== What is needed ==
Report every line of the data that contains the word "stadium", copying each such line in full. Case counts.

== Given data ==
....
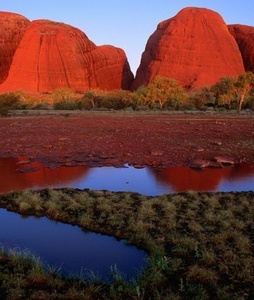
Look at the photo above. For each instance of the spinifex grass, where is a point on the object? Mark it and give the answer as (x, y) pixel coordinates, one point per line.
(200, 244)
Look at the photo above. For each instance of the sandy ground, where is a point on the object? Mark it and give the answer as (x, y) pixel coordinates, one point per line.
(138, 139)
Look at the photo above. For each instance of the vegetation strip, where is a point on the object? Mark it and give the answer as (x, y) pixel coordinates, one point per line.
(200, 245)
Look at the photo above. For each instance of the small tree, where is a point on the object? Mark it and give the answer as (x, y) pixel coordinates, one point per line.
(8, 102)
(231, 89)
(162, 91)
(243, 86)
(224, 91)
....
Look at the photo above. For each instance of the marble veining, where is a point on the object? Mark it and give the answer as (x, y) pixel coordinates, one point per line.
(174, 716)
....
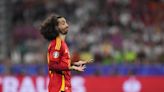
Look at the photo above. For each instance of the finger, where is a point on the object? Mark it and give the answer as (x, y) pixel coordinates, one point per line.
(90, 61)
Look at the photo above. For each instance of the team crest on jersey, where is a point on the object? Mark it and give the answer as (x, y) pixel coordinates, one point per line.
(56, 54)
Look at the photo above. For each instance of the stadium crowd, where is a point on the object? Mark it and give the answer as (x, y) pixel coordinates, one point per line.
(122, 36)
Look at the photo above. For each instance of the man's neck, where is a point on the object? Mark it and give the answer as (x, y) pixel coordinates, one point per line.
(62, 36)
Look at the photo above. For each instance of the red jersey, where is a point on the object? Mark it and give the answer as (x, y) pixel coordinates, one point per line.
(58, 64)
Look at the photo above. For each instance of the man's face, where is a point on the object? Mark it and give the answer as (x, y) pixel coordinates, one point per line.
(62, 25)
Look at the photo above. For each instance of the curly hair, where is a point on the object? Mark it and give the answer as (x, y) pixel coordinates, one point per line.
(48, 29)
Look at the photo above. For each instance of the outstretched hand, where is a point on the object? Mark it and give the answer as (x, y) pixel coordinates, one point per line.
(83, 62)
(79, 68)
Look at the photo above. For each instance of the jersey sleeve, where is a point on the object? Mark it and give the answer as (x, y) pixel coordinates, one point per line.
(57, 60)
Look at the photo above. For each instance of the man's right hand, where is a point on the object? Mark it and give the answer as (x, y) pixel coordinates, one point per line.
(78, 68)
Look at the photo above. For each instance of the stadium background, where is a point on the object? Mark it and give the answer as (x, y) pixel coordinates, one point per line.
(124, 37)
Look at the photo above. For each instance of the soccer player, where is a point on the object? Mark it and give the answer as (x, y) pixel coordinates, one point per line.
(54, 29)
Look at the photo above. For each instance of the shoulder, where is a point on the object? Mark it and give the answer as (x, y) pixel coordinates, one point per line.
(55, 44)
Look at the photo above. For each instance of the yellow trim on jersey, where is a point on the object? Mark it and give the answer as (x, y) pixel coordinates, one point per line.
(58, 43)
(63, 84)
....
== The completed task ==
Look at the photo above. For each instance of the stadium crowd, where is a point on the object? Mark it and give the answer as (x, y) pixel coordinates, one point per line.
Look at the photo above. For each instance of the stadium background, where is a point on the object? Mark it and give the answer as (x, y) pixel coordinates, one point per line.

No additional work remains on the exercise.